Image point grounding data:
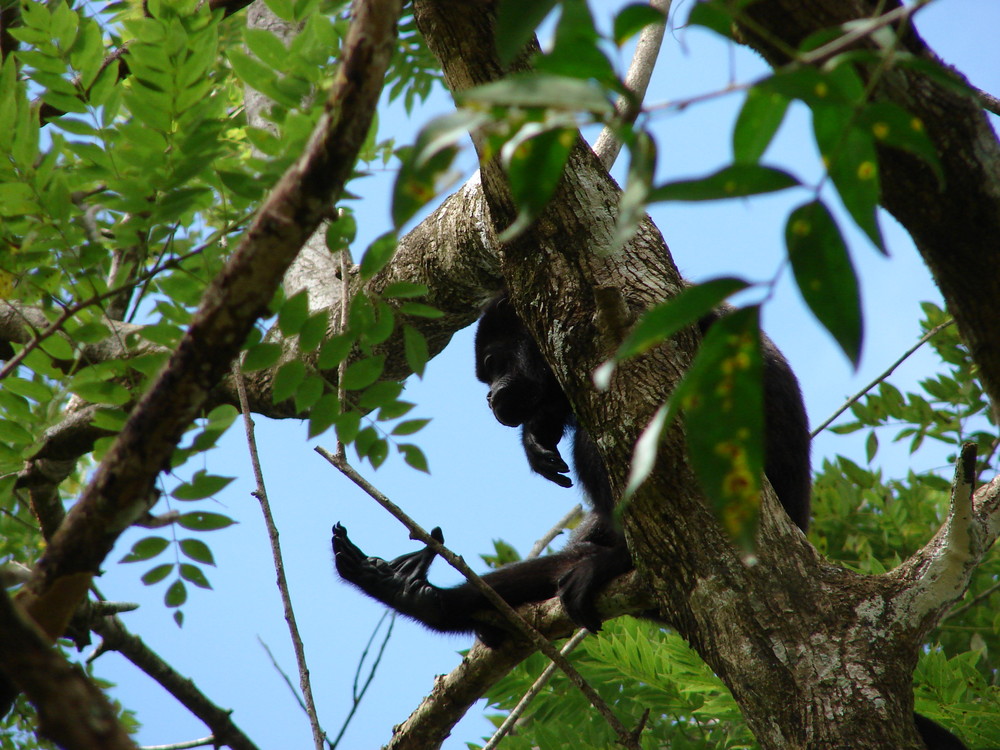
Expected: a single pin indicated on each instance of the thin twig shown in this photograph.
(204, 742)
(627, 738)
(272, 531)
(284, 675)
(357, 695)
(344, 307)
(533, 691)
(857, 396)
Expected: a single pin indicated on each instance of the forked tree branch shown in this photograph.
(121, 489)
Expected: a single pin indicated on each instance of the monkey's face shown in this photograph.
(512, 374)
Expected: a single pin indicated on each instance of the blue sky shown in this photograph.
(480, 488)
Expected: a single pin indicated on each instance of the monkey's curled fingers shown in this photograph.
(394, 582)
(546, 460)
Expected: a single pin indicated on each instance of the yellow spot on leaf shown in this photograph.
(801, 228)
(866, 170)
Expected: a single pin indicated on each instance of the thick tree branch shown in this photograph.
(122, 486)
(116, 637)
(955, 223)
(71, 710)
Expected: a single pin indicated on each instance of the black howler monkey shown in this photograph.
(524, 392)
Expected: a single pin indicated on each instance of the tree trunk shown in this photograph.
(815, 655)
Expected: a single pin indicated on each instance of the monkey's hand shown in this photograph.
(545, 459)
(580, 585)
(400, 583)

TASK DESCRIPTION: Look above for the line that contains "face shown in this photograph.". That line and every line after it through the end of the data must be written out exactly, with nothing else.

SOLVED PROBLEM:
Expected: a single pin indicated on each instance of the monkey's face shown in this photograph.
(512, 374)
Expected: a single pin indicated on each instance of the blue sky shown in this photograph.
(480, 488)
Expected: a single pin indicated on each instance of the monkey's curled fingers shown in this photograph.
(394, 582)
(546, 460)
Expected: a single pin indicated on each instance of the yellow spot on leaf shown in this photograph.
(801, 228)
(866, 170)
Expected: a single pin indicated on each instance of the thick tree branch shown in this photograph.
(122, 486)
(116, 637)
(955, 223)
(71, 710)
Expected: a single pin indicated on each instance of the black howler monkey shown in this photograph.
(524, 392)
Expected: a single pin indicated on each instance of the tree trunk shown in this photograph.
(815, 655)
Expected: a single pin indicated on each instance of the monkey's hand shown in this photograph.
(545, 459)
(580, 585)
(400, 583)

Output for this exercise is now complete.